**** SUPPLIED MATERIAL

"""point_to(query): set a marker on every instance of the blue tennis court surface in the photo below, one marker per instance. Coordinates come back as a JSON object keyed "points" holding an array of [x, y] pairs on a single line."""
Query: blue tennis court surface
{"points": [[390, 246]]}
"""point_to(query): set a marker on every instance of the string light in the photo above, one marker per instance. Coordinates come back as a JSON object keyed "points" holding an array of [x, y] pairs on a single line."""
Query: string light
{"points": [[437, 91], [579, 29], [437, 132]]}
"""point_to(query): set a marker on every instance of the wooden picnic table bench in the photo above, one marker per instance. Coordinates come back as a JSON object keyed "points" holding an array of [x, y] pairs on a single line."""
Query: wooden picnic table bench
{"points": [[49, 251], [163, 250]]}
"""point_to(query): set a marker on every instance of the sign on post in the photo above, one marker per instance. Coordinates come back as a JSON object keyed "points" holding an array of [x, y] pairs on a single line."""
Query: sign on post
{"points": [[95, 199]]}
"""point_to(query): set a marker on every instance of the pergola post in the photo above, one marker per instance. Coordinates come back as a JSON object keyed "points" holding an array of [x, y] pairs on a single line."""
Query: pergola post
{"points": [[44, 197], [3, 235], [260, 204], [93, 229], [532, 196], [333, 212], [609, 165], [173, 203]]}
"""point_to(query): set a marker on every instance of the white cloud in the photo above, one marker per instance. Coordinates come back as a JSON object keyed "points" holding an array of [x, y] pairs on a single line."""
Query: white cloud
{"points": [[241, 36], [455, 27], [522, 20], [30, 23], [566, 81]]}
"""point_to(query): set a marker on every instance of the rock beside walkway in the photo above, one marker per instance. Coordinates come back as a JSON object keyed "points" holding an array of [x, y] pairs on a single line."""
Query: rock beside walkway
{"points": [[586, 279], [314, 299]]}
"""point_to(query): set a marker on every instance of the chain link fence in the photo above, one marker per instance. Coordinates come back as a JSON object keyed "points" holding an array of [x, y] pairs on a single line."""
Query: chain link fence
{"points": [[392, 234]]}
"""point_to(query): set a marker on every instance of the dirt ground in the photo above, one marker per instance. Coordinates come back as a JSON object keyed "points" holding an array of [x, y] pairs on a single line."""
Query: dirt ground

********

GIVEN EXERCISE: Copy the listing above again, starting at the line containing "of the chain" and stopping after its final line, with the requests included and no other lines. Scale every point coordinate in the answers by 2.5 and round to whole numbers, with halves going up.

CORRECT RESULT:
"""point_to(query): set a marker on every instance of the chain link fence in the photo above, one marker per instance. Coordinates come back as a JSON object keyed "points" holding an array of [x, y] pairs on a single line."""
Query: chain link fence
{"points": [[980, 585]]}
"""point_to(query): set a marker on every instance of the dirt ground in the photo above, one marker per instance. Coordinates come back as a JSON object keyed "points" holding an array of [x, y] pairs on a single line."""
Query: dirt ground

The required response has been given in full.